Which lines of the entries below contain the string "between"? Copy each one.

====== DATA PROVIDED ======

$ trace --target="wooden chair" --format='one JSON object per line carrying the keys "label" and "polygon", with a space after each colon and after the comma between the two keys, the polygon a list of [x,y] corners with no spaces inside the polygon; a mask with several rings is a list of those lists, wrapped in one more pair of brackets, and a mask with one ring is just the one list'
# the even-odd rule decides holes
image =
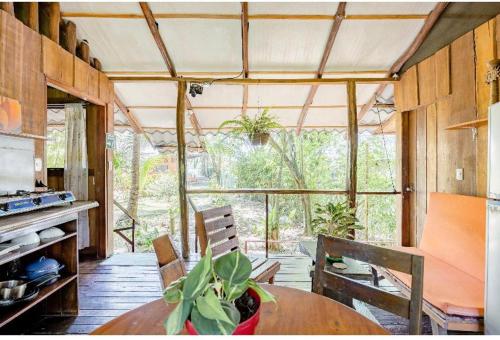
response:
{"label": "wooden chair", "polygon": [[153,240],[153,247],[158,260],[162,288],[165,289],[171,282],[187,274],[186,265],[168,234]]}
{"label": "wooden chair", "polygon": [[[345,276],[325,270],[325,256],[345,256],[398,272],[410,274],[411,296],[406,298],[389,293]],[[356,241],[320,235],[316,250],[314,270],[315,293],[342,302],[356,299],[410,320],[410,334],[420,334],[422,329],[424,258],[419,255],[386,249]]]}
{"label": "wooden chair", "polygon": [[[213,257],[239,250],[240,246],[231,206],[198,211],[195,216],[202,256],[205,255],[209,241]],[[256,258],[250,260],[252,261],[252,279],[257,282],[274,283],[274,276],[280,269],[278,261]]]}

======
====== DATA PROVIDED ======

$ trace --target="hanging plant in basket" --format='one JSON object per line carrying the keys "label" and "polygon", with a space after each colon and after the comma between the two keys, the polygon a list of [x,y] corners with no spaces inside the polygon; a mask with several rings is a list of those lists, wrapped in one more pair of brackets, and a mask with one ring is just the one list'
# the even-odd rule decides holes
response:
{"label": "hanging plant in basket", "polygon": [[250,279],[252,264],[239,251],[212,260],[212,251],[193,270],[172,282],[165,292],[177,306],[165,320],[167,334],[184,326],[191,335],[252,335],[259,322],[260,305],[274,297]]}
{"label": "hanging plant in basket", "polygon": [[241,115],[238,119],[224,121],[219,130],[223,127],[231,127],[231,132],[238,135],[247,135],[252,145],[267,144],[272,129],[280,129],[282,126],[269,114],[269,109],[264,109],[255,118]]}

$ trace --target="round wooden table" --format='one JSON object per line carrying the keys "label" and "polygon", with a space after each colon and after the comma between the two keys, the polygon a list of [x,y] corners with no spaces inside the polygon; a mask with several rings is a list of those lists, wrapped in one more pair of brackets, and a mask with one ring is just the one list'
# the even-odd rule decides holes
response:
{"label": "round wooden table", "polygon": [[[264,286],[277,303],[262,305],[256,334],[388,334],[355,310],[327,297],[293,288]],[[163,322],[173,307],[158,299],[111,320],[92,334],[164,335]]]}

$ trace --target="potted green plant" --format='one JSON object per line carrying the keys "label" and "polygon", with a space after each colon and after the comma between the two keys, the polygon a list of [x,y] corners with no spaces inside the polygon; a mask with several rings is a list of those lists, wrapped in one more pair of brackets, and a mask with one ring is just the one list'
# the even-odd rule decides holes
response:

======
====== DATA PROVIDED ======

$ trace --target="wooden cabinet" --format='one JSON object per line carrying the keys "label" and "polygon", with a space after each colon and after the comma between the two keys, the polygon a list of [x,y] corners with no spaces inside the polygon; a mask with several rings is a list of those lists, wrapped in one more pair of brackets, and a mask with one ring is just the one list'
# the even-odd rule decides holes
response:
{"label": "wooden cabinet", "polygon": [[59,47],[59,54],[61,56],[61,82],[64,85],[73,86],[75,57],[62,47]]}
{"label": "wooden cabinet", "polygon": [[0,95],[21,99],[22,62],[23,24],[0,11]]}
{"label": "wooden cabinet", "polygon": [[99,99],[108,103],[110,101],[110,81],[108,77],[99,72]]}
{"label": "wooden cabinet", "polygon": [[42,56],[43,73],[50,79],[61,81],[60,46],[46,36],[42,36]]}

======

THE ANSWER ::
$ trace --target="wooden chair" --format='one JSON object per line carrying the keys "label" and "polygon", with a space after each colon and after the comma between the two keys, the polygon a list of [x,y] corners with no spaces inside the polygon; a mask with several rings is a list of those lists, wrapped in one more pair of brackets, and a mask with one ring is just the one list'
$ trace --target="hanging plant in basket" --format='one JSON object per line carrying the keys "label" and "polygon", with a space after each colon and after the comma between the two keys, the polygon a list of [x,y] corners with no spaces inside the polygon; a mask with several rings is a list of those lists, wrapped in one more pair of brackets, and a mask with one ring is just the one list'
$ trace --target="round wooden table" --format='one JSON object per line carrying the keys "label" and "polygon", with a space after each colon and after the comma between the two keys, the polygon a list of [x,y] corners with no spaces inside the polygon; a mask with several rings is a list of those lists, wrapped in one more pair of brackets, and a mask with one ring is just the one list'
$ trace --target="potted green plant" --format='one JSON object per line carrying the keys "label" and "polygon", with a space after each colon and after the comma between the two keys, the polygon a list of [x,y] corners with no spaces inside the polygon; a mask with several rings is a list of those lists, wrapped in one more pair of brackets, and a mask with one ring is just the one list'
$ trace --target="wooden cabinet" --format='one JSON object per line carrying the keys "label" and "polygon", with a space after each colon and after the comma between the two keys, the polygon a list of [x,y] corners with no spaces inside the polygon; a mask with several rings is a list of those lists, wrapped in one more pair of brackets, and a mask with one ring is just the one list'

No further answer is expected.